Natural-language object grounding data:
════

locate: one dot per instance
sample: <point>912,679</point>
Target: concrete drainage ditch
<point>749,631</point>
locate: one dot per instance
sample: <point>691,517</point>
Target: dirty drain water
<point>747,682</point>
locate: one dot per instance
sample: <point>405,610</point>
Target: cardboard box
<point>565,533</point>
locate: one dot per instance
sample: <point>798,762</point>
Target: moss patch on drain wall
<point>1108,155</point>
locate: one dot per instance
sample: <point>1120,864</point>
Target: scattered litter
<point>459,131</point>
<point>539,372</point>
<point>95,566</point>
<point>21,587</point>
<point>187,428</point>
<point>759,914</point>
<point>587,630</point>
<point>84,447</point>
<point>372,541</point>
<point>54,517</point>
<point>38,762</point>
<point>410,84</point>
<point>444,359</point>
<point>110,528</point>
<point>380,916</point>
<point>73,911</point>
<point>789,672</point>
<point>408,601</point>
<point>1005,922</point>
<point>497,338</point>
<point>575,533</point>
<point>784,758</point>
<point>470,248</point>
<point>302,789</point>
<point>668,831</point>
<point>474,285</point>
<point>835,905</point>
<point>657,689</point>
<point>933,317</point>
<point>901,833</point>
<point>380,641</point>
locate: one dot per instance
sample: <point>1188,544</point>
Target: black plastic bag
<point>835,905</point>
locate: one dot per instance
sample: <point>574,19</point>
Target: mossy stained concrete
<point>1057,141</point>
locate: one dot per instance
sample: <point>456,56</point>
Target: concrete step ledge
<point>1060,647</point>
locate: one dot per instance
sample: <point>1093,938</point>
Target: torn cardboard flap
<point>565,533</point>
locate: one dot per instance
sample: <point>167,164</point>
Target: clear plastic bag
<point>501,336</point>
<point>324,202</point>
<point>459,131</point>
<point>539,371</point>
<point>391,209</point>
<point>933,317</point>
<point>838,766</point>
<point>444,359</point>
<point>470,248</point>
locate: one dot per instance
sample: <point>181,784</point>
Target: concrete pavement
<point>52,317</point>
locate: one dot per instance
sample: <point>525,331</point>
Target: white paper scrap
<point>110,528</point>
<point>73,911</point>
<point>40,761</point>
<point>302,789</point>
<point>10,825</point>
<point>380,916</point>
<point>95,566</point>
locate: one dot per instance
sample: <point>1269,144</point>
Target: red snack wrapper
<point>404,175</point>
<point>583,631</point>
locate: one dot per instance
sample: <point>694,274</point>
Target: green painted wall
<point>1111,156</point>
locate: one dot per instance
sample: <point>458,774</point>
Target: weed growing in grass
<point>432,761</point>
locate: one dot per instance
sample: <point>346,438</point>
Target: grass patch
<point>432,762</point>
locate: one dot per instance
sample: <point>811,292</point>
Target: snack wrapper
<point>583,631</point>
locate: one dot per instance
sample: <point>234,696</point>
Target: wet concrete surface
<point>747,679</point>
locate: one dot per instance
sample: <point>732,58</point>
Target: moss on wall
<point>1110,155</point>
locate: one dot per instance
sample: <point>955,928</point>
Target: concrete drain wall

════

■ **Problem description**
In the records above, find the line with "sample: <point>458,774</point>"; write out exactly that line and each one after it, stopping after the line with "sample: <point>955,928</point>".

■ **Solution for this problem**
sample: <point>458,774</point>
Target: weed growing in grass
<point>432,761</point>
locate: one dot per instance
sample: <point>346,438</point>
Target: grass patch
<point>432,762</point>
locate: one dot per instance
sample: <point>811,292</point>
Target: snack wrapper
<point>583,631</point>
locate: one dot per instance
sample: <point>234,696</point>
Target: wet concrete surface
<point>747,679</point>
locate: one dot per instance
sample: <point>732,58</point>
Target: moss on wall
<point>1110,155</point>
locate: one dot per instance
sample: <point>955,928</point>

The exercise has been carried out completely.